**What the task requires**. What you return should match the data below exactly, with no pictures in it.

**Records to process**.
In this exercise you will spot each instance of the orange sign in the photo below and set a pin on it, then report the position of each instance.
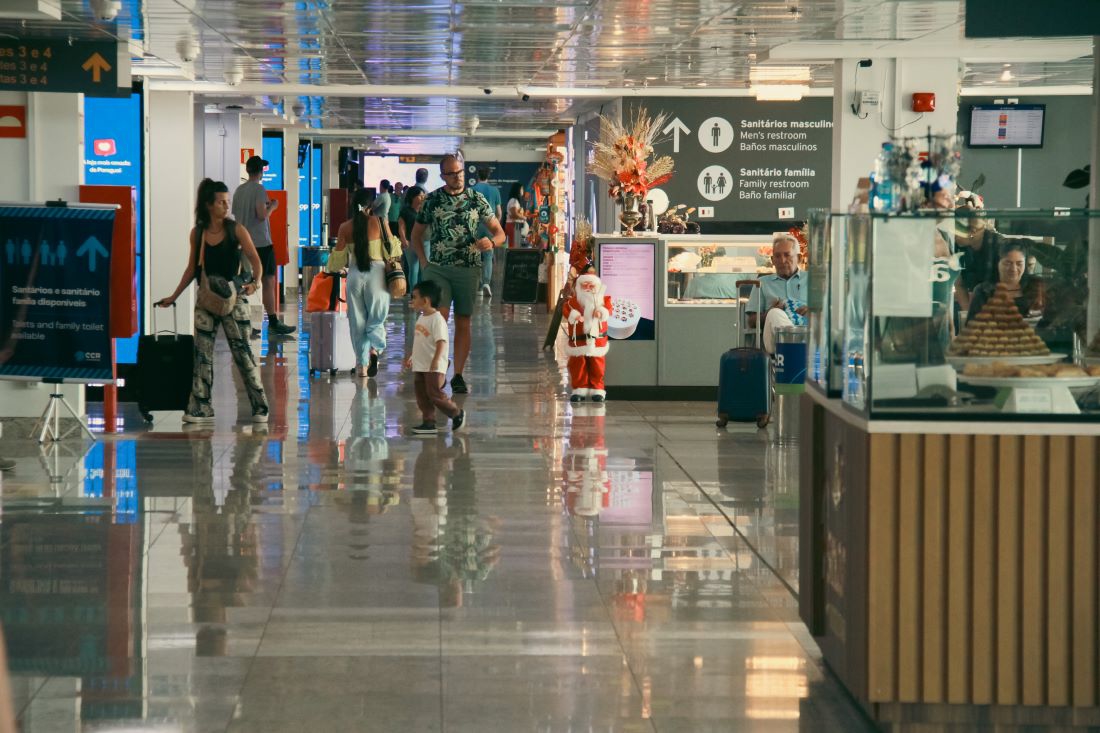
(13, 121)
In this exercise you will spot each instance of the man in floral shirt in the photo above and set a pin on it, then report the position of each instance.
(449, 219)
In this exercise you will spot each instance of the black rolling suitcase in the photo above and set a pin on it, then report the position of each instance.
(744, 372)
(164, 369)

**Answer to this problem**.
In this exercise you will spot each instance of the orange sign in the photo below and set a pin on it, then report the position of each instance.
(13, 121)
In this exercise you will spot each instance of the man in floral shirt in the photo above and set a pin on it, then report the position of each instance.
(449, 219)
In this exercise you will spot each instance of the black rolling suitcase in the photo above and set a pin on it, then report the position of each instance.
(744, 372)
(164, 369)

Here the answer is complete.